**EXTRAIT DU DOCUMENT:**
___

Vu la procédure suivante :
Procédure contentieuse antérieure :
M. B... A... a demandé au tribunal administratif de Nantes d'annuler l'arrêté du 16 décembre 2021 par lequel le préfet de Maine-et-Loire a décidé son transfert aux autorités italiennes, responsables de l'examen de sa demande d'asile, et l'arrêté du même jour l'assignant à résidence dans le département de la Loire-Atlantique pour une durée de quarante-cinq jours.
Par un jugement n° 2114501 du 30 décembre 2021, le magistrat désigné par le président du tribunal administratif de Nantes a rejeté sa demande.
Procédure devant la cour :
Par une requête, enregistrée le 25 février 2022, M. A..., représenté par Me Desfrançois, demande à la cour :
1°) d'annuler le jugement du 30 décembre 2021 du magistrat désigné par le président du tribunal administratif de Nantes en tant qu'il rejette sa demande tendant à l'annulation de la décision de transfert ;
2°) d'annuler l'arrêté du 16 décembre 2021 du préfet de Maine-et-Loire décidant son transfert aux autorités italiennes ;
3°) d'enjoindre au préfet de Maine-et-Loire, à titre principal, de lui délivrer une attestation de demande d'asile en procédure normale ou, à titre subsidiaire, de réexaminer sa situation dans les meilleurs délais ;
4°) de mettre à la charge de l'Etat le versement à son conseil, qui renonce à percevoir la part contributive de l'Etat au titre de l'aide juridictionnelle, d'une somme de 1 200 euros sur le fondement des dispositions combinées des articles L. 761-1 du code de justice administrative et 37 de la loi n° 91-647 du 10 juillet 1991.

___

[Relevés de pointage]
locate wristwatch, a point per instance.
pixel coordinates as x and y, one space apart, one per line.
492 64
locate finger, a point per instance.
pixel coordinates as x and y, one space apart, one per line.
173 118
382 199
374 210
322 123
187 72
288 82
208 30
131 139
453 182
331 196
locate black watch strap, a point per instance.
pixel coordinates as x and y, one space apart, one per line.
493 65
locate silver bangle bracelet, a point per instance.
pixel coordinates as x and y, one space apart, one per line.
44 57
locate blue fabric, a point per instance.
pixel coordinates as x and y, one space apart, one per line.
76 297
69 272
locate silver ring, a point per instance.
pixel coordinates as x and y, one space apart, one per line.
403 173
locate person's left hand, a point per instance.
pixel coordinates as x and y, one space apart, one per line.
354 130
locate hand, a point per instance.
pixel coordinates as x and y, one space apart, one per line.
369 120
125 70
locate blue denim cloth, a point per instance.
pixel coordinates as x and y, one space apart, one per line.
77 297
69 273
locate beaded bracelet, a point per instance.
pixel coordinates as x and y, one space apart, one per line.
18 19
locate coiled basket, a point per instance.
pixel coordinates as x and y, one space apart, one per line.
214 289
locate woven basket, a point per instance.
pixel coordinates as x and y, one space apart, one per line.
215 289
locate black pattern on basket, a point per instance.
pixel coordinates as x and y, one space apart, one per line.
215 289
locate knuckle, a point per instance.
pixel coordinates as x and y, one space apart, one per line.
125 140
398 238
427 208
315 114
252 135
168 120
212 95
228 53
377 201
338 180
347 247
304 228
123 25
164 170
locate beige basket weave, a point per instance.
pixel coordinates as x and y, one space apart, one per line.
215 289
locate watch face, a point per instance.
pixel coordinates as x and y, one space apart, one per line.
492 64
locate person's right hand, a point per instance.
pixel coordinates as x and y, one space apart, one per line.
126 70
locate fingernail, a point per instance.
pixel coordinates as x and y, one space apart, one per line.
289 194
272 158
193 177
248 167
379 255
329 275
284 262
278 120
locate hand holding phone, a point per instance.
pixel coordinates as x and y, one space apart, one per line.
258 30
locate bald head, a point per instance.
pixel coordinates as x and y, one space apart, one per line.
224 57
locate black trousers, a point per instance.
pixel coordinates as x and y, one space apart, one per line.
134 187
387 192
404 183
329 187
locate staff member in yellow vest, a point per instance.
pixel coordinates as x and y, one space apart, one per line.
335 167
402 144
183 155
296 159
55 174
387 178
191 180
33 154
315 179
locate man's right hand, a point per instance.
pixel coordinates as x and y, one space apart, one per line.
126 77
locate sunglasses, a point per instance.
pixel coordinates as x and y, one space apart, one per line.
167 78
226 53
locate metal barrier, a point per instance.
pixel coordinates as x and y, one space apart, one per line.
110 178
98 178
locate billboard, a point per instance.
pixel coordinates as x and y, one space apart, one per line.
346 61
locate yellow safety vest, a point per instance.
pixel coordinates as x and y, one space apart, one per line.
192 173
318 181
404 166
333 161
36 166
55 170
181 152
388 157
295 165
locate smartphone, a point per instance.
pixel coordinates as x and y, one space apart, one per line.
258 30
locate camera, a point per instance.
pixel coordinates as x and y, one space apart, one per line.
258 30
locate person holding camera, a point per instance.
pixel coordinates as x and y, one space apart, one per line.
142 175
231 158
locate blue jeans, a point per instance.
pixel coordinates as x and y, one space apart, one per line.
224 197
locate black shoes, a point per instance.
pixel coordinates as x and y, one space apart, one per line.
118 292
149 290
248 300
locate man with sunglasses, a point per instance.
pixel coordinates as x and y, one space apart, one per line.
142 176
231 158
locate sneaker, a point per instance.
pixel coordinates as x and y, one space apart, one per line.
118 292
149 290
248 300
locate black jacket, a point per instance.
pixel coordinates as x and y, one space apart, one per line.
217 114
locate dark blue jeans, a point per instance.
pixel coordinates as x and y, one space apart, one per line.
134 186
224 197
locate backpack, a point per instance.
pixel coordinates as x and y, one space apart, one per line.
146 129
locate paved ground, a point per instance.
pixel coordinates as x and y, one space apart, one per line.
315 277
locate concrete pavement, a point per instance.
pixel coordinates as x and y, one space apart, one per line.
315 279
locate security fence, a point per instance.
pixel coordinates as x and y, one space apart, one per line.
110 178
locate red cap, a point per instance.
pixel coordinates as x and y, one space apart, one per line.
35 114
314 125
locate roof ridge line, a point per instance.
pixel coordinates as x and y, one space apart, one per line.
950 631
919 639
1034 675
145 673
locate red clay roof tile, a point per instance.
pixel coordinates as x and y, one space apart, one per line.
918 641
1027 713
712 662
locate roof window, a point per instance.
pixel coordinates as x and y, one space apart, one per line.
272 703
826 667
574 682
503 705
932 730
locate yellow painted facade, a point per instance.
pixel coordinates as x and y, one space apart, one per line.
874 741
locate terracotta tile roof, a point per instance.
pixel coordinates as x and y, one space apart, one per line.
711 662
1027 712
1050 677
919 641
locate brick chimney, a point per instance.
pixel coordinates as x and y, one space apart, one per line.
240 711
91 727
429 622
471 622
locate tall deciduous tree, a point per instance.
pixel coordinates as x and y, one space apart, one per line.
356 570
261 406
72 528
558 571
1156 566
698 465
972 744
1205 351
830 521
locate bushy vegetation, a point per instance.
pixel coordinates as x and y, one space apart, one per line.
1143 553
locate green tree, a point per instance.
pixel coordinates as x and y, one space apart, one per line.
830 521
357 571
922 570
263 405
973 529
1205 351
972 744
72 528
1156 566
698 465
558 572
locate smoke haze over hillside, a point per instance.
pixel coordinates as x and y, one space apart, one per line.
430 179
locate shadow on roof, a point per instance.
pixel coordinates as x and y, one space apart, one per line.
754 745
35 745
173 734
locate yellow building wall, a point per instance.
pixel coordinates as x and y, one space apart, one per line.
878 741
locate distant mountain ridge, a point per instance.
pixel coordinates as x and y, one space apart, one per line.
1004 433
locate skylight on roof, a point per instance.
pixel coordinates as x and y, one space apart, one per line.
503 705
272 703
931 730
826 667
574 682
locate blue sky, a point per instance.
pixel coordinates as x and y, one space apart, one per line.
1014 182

___

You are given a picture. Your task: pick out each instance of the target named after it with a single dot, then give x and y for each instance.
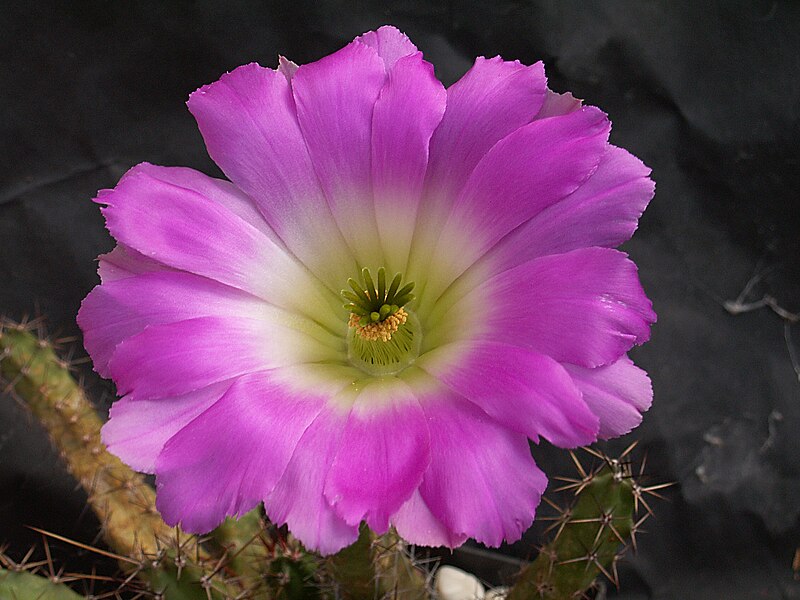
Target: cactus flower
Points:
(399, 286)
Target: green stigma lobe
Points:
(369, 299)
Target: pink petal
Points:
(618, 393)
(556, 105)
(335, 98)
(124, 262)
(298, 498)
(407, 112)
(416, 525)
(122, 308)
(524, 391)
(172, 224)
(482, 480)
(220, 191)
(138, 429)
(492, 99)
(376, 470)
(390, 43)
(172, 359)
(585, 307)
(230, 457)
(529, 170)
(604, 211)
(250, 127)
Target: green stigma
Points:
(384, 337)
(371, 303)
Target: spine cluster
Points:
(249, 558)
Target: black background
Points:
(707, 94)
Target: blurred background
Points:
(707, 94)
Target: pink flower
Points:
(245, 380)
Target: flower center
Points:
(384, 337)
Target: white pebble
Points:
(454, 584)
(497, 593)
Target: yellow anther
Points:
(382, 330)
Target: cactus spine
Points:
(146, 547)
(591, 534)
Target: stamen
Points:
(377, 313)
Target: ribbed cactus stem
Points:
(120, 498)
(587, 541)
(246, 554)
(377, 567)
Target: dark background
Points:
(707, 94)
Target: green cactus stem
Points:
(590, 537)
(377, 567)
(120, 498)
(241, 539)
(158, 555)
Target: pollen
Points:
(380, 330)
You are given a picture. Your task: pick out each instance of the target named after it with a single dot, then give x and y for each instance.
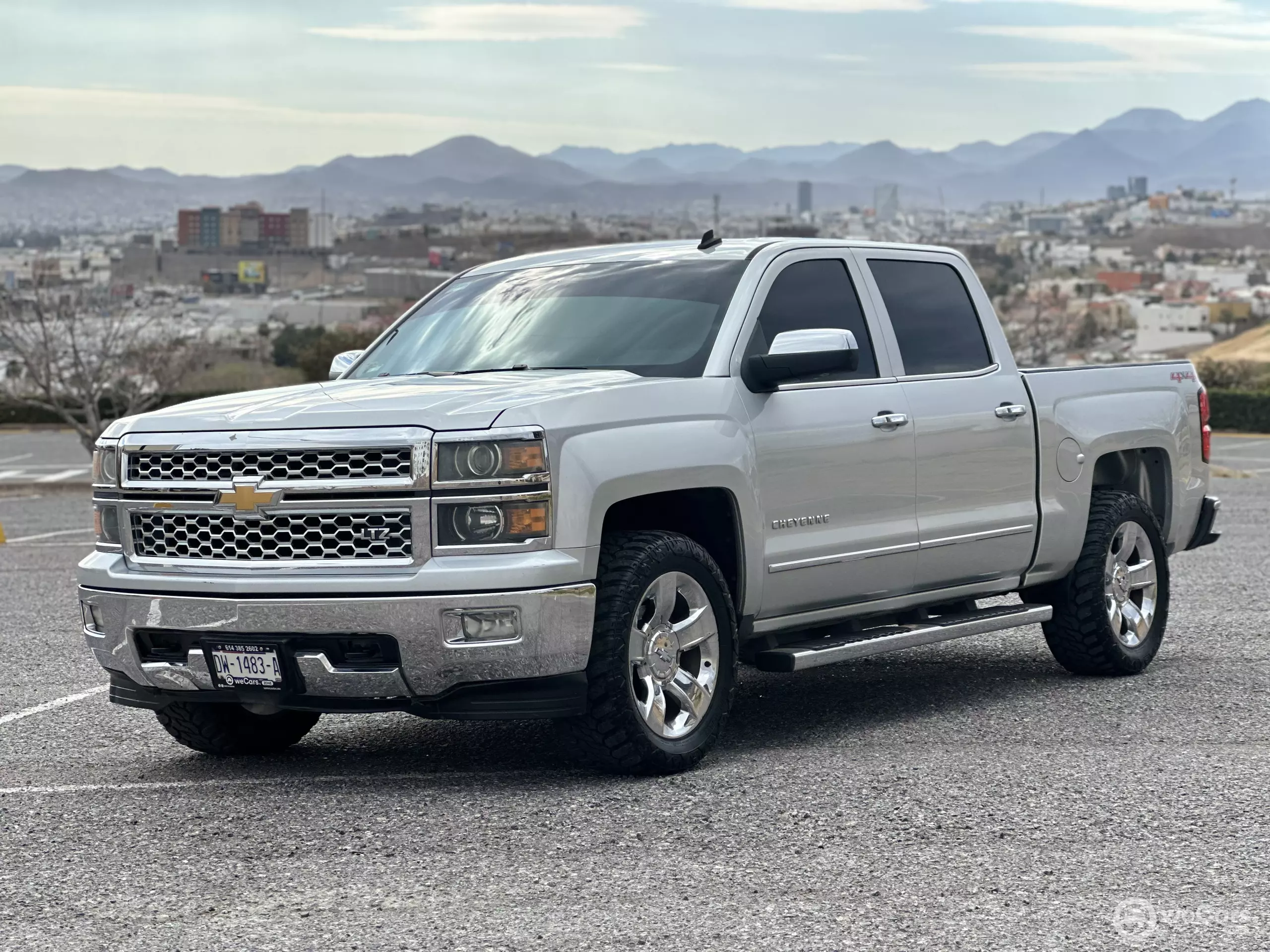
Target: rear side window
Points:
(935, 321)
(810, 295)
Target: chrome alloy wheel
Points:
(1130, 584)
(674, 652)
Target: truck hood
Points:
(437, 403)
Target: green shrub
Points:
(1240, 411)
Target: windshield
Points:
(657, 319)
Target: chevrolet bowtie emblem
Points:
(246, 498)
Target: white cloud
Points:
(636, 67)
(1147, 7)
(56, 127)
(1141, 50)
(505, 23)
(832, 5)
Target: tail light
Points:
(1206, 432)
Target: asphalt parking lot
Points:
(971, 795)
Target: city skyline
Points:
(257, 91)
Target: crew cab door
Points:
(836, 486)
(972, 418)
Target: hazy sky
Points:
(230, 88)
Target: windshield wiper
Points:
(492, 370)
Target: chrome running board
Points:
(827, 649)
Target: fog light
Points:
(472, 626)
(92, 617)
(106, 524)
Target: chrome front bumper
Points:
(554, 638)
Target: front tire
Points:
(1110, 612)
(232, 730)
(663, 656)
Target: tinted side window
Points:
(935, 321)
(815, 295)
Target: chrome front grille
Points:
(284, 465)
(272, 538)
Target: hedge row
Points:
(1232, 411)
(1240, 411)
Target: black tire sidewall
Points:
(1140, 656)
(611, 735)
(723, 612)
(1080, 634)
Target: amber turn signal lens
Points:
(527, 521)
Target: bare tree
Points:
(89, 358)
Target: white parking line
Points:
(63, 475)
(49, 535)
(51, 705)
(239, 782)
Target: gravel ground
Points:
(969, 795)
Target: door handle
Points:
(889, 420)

___

**EXERCICES:**
1 – Relevez dans l'extrait de la décision le passage qui va de « Vu la procédure » jusqu'à « rejeté sa demande. », sans rien y changer.
2 – D'après l'extrait de la décision, pourquoi le transfert de M. A... est-il décidé vers les autorités italiennes ? Répondez en une à trois phrases.
3 – Répondez aux questions suivantes à partir de l'extrait de la décision.
(a) À quelle date le jugement n° 2114501 a-t-il été rendu ?
(b) À quelle date la requête devant la cour a-t-elle été enregistrée ?
(c) Pour quelle durée M. A... était-il assigné à résidence ?
Le listing n'intervient d'aucune façon dans ce travail.

**CORRIGÉ:**
1 –
Vu la procédure suivante :
Procédure contentieuse antérieure :
M. B... A... a demandé au tribunal administratif de Nantes d'annuler l'arrêté du 16 décembre 2021 par lequel le préfet de Maine-et-Loire a décidé son transfert aux autorités italiennes, responsables de l'examen de sa demande d'asile, et l'arrêté du même jour l'assignant à résidence dans le département de la Loire-Atlantique pour une durée de quarante-cinq jours.
Par un jugement n° 2114501 du 30 décembre 2021, le magistrat désigné par le président du tribunal administratif de Nantes a rejeté sa demande.

2 – Le transfert est décidé vers les autorités italiennes parce que l'extrait les présente comme responsables de l'examen de sa demande d'asile.

3 –
(a) Le 30 décembre 2021.
(b) Le 25 février 2022.
(c) Pour une durée de quarante-cinq jours.